Your assignment
The records below must be transcribed exactly.

Records to process
-*-

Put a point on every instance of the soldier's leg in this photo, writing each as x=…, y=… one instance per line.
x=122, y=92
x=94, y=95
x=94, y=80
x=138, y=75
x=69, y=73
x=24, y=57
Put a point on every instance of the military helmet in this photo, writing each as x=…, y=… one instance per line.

-*-

Finished exercise
Put a point on every instance of the soldier's leg in this photo, writing each as x=…, y=… one instance per line.
x=122, y=92
x=94, y=95
x=94, y=80
x=138, y=75
x=69, y=73
x=24, y=57
Put a point on every instance of the military helmet in this photo, writing each as x=…, y=… one instance per line.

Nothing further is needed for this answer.